** BEGIN Working data **

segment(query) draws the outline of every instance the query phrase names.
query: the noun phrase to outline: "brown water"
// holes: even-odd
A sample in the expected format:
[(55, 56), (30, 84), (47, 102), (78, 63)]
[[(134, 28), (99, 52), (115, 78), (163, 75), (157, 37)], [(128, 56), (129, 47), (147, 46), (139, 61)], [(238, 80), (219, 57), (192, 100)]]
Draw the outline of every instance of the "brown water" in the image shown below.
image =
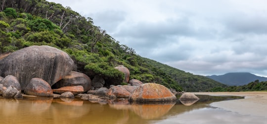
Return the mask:
[(192, 103), (179, 101), (141, 105), (119, 101), (101, 104), (79, 99), (0, 98), (0, 124), (238, 124), (227, 122), (233, 118), (246, 119), (242, 124), (267, 121), (265, 117), (244, 117), (209, 106), (212, 102), (241, 97), (198, 96), (201, 99), (192, 101), (195, 103), (191, 105)]

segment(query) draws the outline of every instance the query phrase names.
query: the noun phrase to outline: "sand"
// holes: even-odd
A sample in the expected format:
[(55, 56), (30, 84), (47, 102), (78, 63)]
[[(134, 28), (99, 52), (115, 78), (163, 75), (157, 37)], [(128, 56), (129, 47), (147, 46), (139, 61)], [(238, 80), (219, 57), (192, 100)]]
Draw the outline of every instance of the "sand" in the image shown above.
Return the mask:
[(267, 117), (267, 92), (194, 92), (196, 95), (244, 96), (245, 99), (214, 102), (211, 106), (241, 115)]

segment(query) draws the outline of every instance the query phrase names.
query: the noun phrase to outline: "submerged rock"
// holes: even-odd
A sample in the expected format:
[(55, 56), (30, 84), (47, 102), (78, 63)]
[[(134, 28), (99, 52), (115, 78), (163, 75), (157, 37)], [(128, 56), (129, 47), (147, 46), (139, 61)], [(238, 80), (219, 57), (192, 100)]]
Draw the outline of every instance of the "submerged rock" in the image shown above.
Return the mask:
[(129, 101), (138, 102), (165, 102), (177, 99), (164, 86), (157, 83), (144, 83), (138, 86), (129, 97)]
[(61, 95), (60, 95), (60, 98), (61, 97), (74, 98), (74, 95), (73, 94), (73, 93), (70, 91), (67, 91), (61, 94)]
[(199, 98), (197, 97), (195, 94), (191, 93), (184, 93), (179, 98), (180, 100), (199, 100)]
[(34, 78), (24, 89), (25, 94), (36, 96), (52, 97), (53, 91), (49, 84), (45, 80)]
[(59, 94), (61, 94), (62, 93), (67, 91), (70, 91), (73, 93), (74, 95), (85, 92), (84, 91), (84, 87), (80, 85), (75, 86), (64, 86), (58, 89), (52, 89), (52, 90), (53, 92)]

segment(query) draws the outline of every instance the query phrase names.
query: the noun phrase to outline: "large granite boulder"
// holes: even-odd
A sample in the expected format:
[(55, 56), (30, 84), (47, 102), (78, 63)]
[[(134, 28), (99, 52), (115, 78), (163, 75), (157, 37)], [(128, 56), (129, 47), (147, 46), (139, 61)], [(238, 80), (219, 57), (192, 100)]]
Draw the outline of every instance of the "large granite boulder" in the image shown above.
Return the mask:
[(6, 87), (4, 86), (2, 84), (0, 83), (0, 95), (3, 94), (3, 92), (5, 89), (6, 89)]
[(128, 68), (122, 65), (116, 66), (115, 67), (115, 68), (124, 73), (124, 80), (123, 82), (125, 83), (128, 83), (128, 81), (129, 81), (130, 75), (130, 71)]
[(96, 95), (105, 96), (108, 92), (108, 89), (106, 87), (101, 87), (97, 90), (89, 90), (87, 94), (91, 94)]
[(129, 81), (129, 83), (132, 86), (140, 86), (143, 84), (143, 82), (137, 79), (133, 79)]
[(3, 77), (0, 76), (0, 83), (3, 79), (3, 78), (4, 78)]
[(70, 91), (74, 95), (85, 92), (84, 90), (84, 87), (80, 85), (75, 86), (64, 86), (58, 89), (52, 89), (52, 90), (53, 90), (53, 92), (59, 94), (61, 94), (62, 93), (67, 91)]
[(138, 86), (129, 97), (130, 101), (137, 102), (166, 102), (177, 99), (167, 87), (153, 83), (144, 83)]
[(52, 97), (53, 91), (49, 84), (45, 80), (34, 78), (25, 87), (24, 93), (36, 96)]
[(95, 76), (92, 80), (92, 86), (94, 88), (100, 88), (105, 84), (105, 80), (101, 76)]
[(52, 88), (57, 89), (64, 86), (79, 85), (82, 86), (85, 92), (86, 92), (91, 89), (91, 79), (84, 73), (71, 71), (67, 75), (52, 86)]
[(0, 76), (17, 77), (24, 90), (35, 77), (45, 80), (51, 86), (74, 67), (73, 61), (65, 52), (48, 46), (33, 46), (0, 60)]
[(12, 85), (9, 86), (3, 92), (3, 97), (6, 98), (22, 98), (22, 94)]
[(13, 75), (8, 75), (6, 76), (0, 83), (2, 84), (3, 86), (5, 87), (8, 87), (12, 85), (13, 87), (16, 88), (17, 90), (21, 92), (20, 84), (18, 79)]
[(131, 93), (122, 86), (118, 85), (109, 88), (106, 95), (109, 97), (127, 98), (129, 97)]

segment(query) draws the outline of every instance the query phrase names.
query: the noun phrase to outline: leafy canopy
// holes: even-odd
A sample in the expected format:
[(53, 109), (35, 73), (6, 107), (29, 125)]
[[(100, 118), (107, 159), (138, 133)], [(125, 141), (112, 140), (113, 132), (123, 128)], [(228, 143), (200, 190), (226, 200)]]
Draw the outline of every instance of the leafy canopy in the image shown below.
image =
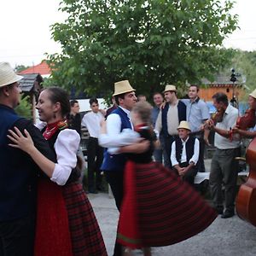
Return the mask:
[(52, 26), (62, 52), (49, 55), (51, 83), (107, 95), (129, 79), (147, 96), (172, 83), (211, 78), (226, 64), (224, 38), (237, 24), (216, 0), (62, 0)]

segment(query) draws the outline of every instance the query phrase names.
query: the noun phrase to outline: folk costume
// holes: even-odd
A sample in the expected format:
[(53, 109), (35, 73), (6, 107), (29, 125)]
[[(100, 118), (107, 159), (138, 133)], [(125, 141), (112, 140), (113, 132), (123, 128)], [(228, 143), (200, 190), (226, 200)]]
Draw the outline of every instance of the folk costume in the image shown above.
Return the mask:
[(9, 130), (29, 131), (36, 148), (55, 160), (41, 132), (32, 122), (0, 104), (0, 255), (33, 255), (37, 172), (25, 152), (9, 146)]
[(74, 130), (67, 128), (66, 121), (59, 121), (42, 131), (56, 154), (57, 163), (52, 181), (42, 176), (38, 182), (35, 255), (107, 255), (100, 228), (75, 168), (80, 138)]
[(152, 161), (154, 136), (135, 127), (150, 141), (143, 154), (129, 154), (118, 241), (131, 248), (161, 247), (188, 239), (208, 227), (215, 211), (189, 184), (161, 164)]

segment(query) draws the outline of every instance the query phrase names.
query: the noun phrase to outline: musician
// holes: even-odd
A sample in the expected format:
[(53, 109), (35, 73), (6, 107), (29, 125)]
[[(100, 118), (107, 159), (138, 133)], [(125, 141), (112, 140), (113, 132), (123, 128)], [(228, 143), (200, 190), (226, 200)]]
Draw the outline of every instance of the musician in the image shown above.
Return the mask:
[[(248, 104), (249, 104), (250, 109), (254, 110), (254, 120), (255, 120), (256, 119), (256, 116), (255, 116), (255, 112), (256, 112), (256, 89), (252, 93), (249, 94)], [(240, 129), (237, 126), (235, 126), (232, 129), (232, 132), (233, 133), (238, 133), (241, 136), (245, 137), (248, 137), (248, 138), (253, 138), (253, 137), (256, 137), (256, 130), (254, 130), (254, 131), (247, 131), (247, 130)]]
[[(236, 187), (238, 173), (238, 162), (235, 158), (240, 155), (240, 141), (230, 140), (231, 128), (236, 124), (238, 109), (229, 105), (224, 93), (218, 92), (212, 96), (213, 105), (223, 110), (222, 119), (216, 125), (212, 119), (207, 120), (210, 128), (215, 131), (214, 144), (216, 151), (212, 156), (209, 184), (214, 207), (226, 218), (235, 214)], [(224, 212), (222, 194), (224, 187)]]

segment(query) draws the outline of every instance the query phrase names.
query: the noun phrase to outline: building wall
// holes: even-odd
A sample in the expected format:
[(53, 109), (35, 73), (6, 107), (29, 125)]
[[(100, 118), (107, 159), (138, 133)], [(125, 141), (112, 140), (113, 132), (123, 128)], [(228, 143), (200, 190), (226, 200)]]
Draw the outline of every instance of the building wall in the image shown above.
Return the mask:
[[(230, 85), (201, 88), (199, 90), (199, 96), (205, 102), (212, 102), (212, 96), (217, 92), (225, 93), (228, 96), (229, 100), (233, 97), (233, 88)], [(236, 88), (235, 95), (236, 97), (238, 98), (238, 101), (241, 101), (245, 95), (245, 92), (241, 88)]]

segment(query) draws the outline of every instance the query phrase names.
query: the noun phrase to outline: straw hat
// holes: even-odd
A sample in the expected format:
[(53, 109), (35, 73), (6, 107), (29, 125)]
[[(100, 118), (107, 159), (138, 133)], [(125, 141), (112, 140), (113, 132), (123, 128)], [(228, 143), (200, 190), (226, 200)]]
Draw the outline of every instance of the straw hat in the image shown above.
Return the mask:
[(8, 62), (0, 62), (0, 87), (15, 83), (23, 77), (15, 74)]
[(123, 80), (114, 83), (114, 93), (113, 96), (134, 91), (136, 90), (131, 87), (128, 80)]
[(256, 89), (252, 93), (250, 93), (249, 96), (256, 99)]
[(187, 129), (189, 131), (191, 131), (189, 127), (189, 124), (187, 121), (181, 121), (177, 130), (178, 129)]
[(166, 91), (177, 91), (176, 90), (176, 86), (175, 85), (172, 85), (172, 84), (167, 84), (166, 86), (166, 89), (165, 90), (163, 91), (164, 93), (166, 92)]

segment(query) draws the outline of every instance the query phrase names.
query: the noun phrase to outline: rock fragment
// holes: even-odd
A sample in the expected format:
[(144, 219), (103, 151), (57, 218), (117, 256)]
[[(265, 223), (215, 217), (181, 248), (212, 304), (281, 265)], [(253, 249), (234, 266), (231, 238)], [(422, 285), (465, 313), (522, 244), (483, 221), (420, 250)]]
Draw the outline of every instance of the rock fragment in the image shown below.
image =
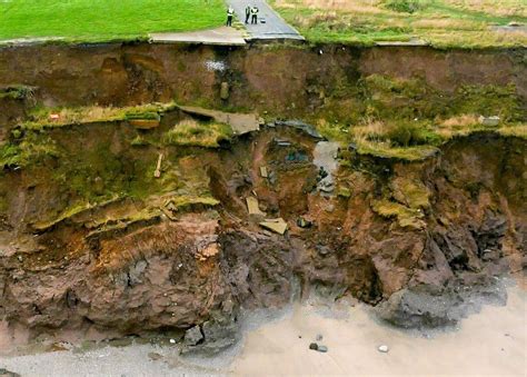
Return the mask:
[(387, 354), (389, 351), (389, 348), (387, 345), (381, 345), (378, 348), (379, 353)]
[(260, 226), (279, 235), (284, 235), (287, 230), (287, 222), (282, 218), (267, 219), (260, 222)]

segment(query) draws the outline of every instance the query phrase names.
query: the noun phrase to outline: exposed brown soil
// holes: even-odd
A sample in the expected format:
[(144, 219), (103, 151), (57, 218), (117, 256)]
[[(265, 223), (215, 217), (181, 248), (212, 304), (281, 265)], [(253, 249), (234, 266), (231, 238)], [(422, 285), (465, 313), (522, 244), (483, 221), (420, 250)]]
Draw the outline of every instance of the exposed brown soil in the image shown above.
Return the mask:
[[(34, 101), (47, 106), (176, 97), (294, 117), (317, 108), (324, 90), (334, 90), (340, 79), (355, 82), (380, 72), (421, 75), (446, 91), (513, 82), (525, 106), (524, 56), (426, 48), (408, 54), (404, 48), (278, 53), (42, 46), (2, 50), (0, 85), (37, 87)], [(208, 70), (207, 61), (229, 69)], [(223, 81), (231, 91), (221, 102)], [(0, 106), (6, 132), (24, 118), (29, 103), (3, 99)], [(127, 121), (52, 128), (41, 137), (60, 153), (21, 169), (6, 167), (0, 320), (31, 338), (68, 330), (183, 337), (193, 329), (187, 345), (205, 338), (216, 349), (236, 339), (242, 309), (284, 306), (296, 281), (304, 297), (316, 290), (378, 305), (416, 287), (440, 295), (453, 285), (485, 285), (525, 265), (525, 139), (475, 133), (416, 162), (341, 150), (336, 188), (327, 196), (316, 190), (318, 140), (308, 135), (277, 127), (218, 149), (160, 143), (185, 117), (179, 110), (165, 115), (158, 129), (140, 133), (151, 139), (143, 146), (132, 146), (138, 131)], [(159, 153), (162, 177), (155, 180)], [(261, 177), (261, 167), (269, 178)], [(264, 230), (262, 217), (248, 215), (249, 196), (258, 198), (267, 218), (288, 222), (285, 236)], [(300, 227), (300, 218), (312, 224)]]
[[(98, 126), (84, 126), (73, 138), (57, 132), (57, 141), (81, 148), (91, 127)], [(291, 146), (278, 147), (277, 137)], [(103, 142), (103, 135), (97, 140)], [(350, 198), (314, 191), (314, 146), (297, 130), (277, 129), (239, 140), (230, 150), (195, 150), (185, 163), (209, 175), (218, 210), (191, 209), (172, 220), (161, 215), (111, 231), (93, 231), (97, 219), (123, 219), (157, 199), (96, 207), (34, 232), (34, 220), (54, 211), (63, 192), (34, 181), (49, 173), (47, 166), (32, 177), (8, 175), (0, 315), (34, 335), (90, 327), (148, 334), (232, 321), (240, 307), (279, 307), (290, 299), (294, 277), (304, 295), (315, 288), (378, 304), (419, 284), (444, 287), (455, 277), (521, 269), (527, 185), (516, 172), (527, 163), (519, 152), (524, 140), (476, 135), (418, 163), (355, 156), (337, 177)], [(288, 161), (291, 151), (305, 151), (308, 160)], [(259, 177), (260, 166), (276, 175), (275, 183)], [(374, 210), (382, 198), (405, 206), (408, 192), (400, 179), (428, 192), (419, 222), (402, 226)], [(248, 217), (243, 198), (252, 194), (269, 217), (288, 221), (285, 237)], [(300, 216), (314, 225), (299, 228)]]
[[(33, 46), (0, 49), (0, 86), (40, 88), (37, 98), (47, 106), (125, 106), (176, 98), (292, 117), (319, 106), (321, 93), (372, 73), (421, 77), (449, 91), (461, 85), (514, 83), (525, 100), (525, 49)], [(223, 81), (231, 88), (228, 101), (219, 98)]]

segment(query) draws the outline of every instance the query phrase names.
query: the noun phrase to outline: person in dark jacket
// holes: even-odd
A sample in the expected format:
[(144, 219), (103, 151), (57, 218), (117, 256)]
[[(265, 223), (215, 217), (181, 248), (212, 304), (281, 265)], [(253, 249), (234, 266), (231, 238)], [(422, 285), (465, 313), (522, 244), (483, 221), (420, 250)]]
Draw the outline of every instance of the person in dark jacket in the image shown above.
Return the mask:
[(257, 23), (258, 23), (258, 12), (259, 12), (259, 11), (260, 11), (260, 10), (258, 9), (258, 7), (252, 7), (252, 8), (250, 9), (250, 17), (251, 17), (250, 23), (251, 23), (251, 24), (257, 24)]
[(235, 10), (232, 7), (229, 7), (227, 10), (227, 26), (231, 27), (232, 26), (232, 18), (235, 17)]
[(250, 6), (247, 6), (246, 8), (246, 23), (249, 23), (250, 19)]

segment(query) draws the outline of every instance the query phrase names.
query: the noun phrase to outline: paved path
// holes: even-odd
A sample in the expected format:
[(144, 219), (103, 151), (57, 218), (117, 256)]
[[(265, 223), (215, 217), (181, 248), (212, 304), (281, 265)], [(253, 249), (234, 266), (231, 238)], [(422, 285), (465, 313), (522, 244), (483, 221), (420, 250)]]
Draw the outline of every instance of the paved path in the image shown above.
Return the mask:
[(242, 31), (227, 27), (189, 32), (151, 33), (150, 40), (156, 43), (246, 44), (245, 33)]
[[(264, 22), (258, 24), (246, 24), (250, 39), (296, 39), (304, 37), (290, 27), (265, 0), (227, 0), (241, 22), (246, 20), (246, 7), (256, 6), (260, 9), (259, 19)], [(250, 22), (250, 21), (249, 21)]]

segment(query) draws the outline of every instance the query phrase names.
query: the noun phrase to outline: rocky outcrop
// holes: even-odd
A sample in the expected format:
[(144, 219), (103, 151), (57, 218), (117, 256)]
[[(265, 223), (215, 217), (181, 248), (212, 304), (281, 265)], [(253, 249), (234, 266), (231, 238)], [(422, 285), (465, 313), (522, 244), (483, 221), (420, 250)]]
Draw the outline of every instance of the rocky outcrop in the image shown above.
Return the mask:
[[(119, 140), (117, 131), (108, 137)], [(86, 138), (67, 142), (81, 142), (74, 140)], [(334, 176), (336, 191), (347, 187), (347, 196), (316, 190), (315, 142), (287, 128), (238, 140), (230, 150), (192, 149), (191, 157), (168, 150), (166, 163), (190, 185), (179, 186), (178, 195), (203, 191), (198, 183), (205, 182), (219, 206), (170, 211), (163, 204), (175, 199), (149, 183), (148, 199), (62, 214), (37, 232), (29, 225), (56, 208), (50, 198), (69, 198), (63, 187), (40, 180), (61, 168), (63, 157), (31, 177), (8, 173), (4, 182), (18, 194), (7, 200), (12, 231), (1, 234), (2, 245), (13, 246), (0, 254), (0, 317), (32, 335), (172, 331), (186, 350), (215, 353), (238, 339), (241, 310), (286, 305), (294, 281), (302, 297), (316, 290), (380, 304), (381, 317), (404, 327), (456, 324), (481, 297), (504, 302), (493, 277), (521, 268), (527, 238), (526, 183), (516, 179), (510, 190), (503, 168), (507, 158), (525, 169), (525, 156), (504, 153), (526, 150), (525, 141), (477, 135), (425, 161), (389, 161), (388, 169), (384, 160), (381, 175), (375, 166), (367, 170), (370, 160), (360, 168), (348, 163)], [(118, 152), (133, 159), (125, 148)], [(148, 153), (155, 161), (157, 150), (145, 148), (141, 158)], [(478, 161), (480, 171), (467, 170), (459, 155)], [(261, 177), (261, 166), (274, 180)], [(249, 216), (242, 200), (249, 195), (260, 211), (287, 221), (285, 236)], [(379, 211), (379, 202), (411, 209), (405, 216), (416, 219), (400, 221), (397, 212)]]

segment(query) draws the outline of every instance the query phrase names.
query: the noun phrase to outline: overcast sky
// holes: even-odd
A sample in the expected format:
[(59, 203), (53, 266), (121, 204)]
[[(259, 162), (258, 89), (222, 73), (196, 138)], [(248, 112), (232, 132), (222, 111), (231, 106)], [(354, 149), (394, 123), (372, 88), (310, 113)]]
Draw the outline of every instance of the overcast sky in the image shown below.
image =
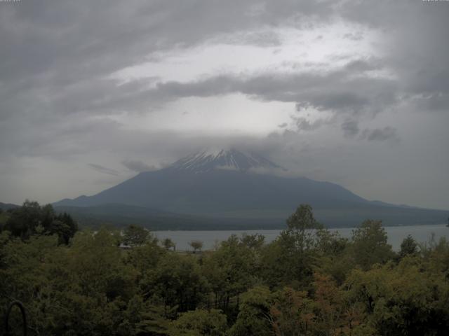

** END Working data **

Work instructions => Say how many lines of the records contain the word "musician", giving only the number.

Solution for this problem => 2